** Raw data follows **

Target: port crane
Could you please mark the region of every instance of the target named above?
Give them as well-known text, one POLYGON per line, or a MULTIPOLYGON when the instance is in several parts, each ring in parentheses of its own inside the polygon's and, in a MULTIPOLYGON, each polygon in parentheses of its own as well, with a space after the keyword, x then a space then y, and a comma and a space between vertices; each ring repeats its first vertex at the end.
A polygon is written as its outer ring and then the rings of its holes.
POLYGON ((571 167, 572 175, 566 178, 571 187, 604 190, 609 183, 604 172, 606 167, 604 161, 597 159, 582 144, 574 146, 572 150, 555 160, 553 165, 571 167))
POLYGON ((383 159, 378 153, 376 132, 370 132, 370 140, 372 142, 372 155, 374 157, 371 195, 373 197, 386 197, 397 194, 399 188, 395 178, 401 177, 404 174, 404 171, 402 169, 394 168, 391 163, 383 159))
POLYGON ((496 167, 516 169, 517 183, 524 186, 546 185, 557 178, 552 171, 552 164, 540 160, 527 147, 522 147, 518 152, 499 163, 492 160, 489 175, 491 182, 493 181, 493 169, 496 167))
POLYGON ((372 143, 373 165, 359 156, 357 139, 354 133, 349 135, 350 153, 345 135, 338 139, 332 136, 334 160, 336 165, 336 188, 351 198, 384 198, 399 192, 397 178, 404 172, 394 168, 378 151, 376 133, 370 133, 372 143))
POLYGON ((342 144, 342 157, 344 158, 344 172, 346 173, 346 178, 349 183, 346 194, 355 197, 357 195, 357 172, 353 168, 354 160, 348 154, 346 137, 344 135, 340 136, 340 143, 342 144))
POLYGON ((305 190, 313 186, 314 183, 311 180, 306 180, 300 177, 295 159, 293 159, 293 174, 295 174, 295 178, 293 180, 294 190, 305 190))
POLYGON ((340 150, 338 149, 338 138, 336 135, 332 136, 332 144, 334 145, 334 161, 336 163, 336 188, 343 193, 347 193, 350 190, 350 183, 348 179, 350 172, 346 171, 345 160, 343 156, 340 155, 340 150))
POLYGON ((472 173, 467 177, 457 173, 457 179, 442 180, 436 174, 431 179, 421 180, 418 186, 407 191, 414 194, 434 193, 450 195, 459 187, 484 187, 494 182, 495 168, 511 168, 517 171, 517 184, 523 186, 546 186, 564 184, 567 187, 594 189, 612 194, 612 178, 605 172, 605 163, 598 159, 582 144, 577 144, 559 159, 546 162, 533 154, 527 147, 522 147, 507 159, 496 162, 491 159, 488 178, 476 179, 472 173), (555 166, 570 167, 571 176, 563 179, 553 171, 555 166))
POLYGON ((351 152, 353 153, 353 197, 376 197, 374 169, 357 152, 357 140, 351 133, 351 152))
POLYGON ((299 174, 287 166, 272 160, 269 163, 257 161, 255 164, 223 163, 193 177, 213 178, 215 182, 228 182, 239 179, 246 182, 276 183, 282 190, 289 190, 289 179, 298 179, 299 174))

** End of Raw data **

### [Assigned task]
Write all the data out again, exactly.

### [Written response]
Target: port crane
Could you please mark the region of every instance of the target named above?
Give them as well-known text, one POLYGON per line, or a MULTIPOLYGON when the instance is in several parts, each ring in parentheses of its own inside the polygon's and, in a MULTIPOLYGON, each polygon in parentheses of its own as well, with a space after the keyword, x then a space then y, and a comma and a space between vertices; each ring repeats its first vertex at the end.
A polygon is written as its outer ring and then the rings of its holes.
POLYGON ((571 167, 572 175, 566 178, 571 187, 604 190, 609 183, 604 172, 606 167, 604 161, 597 159, 582 144, 574 146, 572 150, 555 160, 553 165, 571 167))
POLYGON ((383 159, 378 153, 376 132, 370 132, 370 140, 372 142, 372 155, 374 157, 371 195, 373 197, 386 197, 397 194, 399 188, 395 178, 401 177, 404 174, 404 171, 402 169, 394 168, 391 163, 383 159))
POLYGON ((496 167, 516 169, 517 183, 524 186, 546 185, 557 178, 552 171, 552 164, 540 160, 527 147, 522 147, 518 152, 499 163, 492 160, 489 175, 491 182, 493 181, 493 169, 496 167))
POLYGON ((372 143, 373 165, 359 156, 357 139, 354 133, 349 135, 350 153, 345 135, 338 139, 332 136, 334 160, 336 165, 336 188, 351 198, 384 198, 399 192, 397 178, 404 172, 394 168, 378 151, 376 133, 370 133, 372 143))
POLYGON ((342 144, 342 157, 344 158, 344 172, 346 173, 346 178, 349 183, 346 194, 355 197, 357 195, 357 172, 353 168, 354 160, 348 154, 346 137, 344 135, 340 136, 340 143, 342 144))
POLYGON ((305 190, 313 186, 314 183, 311 180, 306 180, 300 177, 295 159, 293 159, 293 174, 295 174, 295 178, 293 180, 294 190, 305 190))
POLYGON ((340 150, 338 149, 338 138, 336 135, 332 136, 332 144, 334 145, 334 161, 336 163, 336 188, 343 193, 347 193, 350 190, 350 183, 348 179, 350 172, 346 171, 345 160, 343 156, 340 155, 340 150))
POLYGON ((472 173, 467 177, 457 173, 457 179, 442 180, 436 174, 431 179, 421 180, 418 186, 407 191, 414 194, 434 193, 450 195, 459 187, 484 187, 494 182, 495 168, 511 168, 517 171, 517 184, 523 186, 546 186, 564 184, 567 187, 594 189, 612 194, 612 178, 605 172, 605 163, 598 159, 582 144, 577 144, 559 159, 546 162, 533 154, 527 147, 522 147, 507 159, 496 162, 491 159, 488 178, 476 179, 472 173), (555 166, 570 167, 571 176, 563 179, 553 171, 555 166))
POLYGON ((351 152, 353 153, 353 197, 376 197, 374 169, 357 152, 357 140, 351 133, 351 152))
POLYGON ((299 174, 287 166, 272 160, 269 163, 257 161, 255 164, 223 163, 193 177, 213 178, 215 182, 228 182, 239 179, 246 182, 276 183, 282 190, 289 190, 289 179, 298 179, 299 174))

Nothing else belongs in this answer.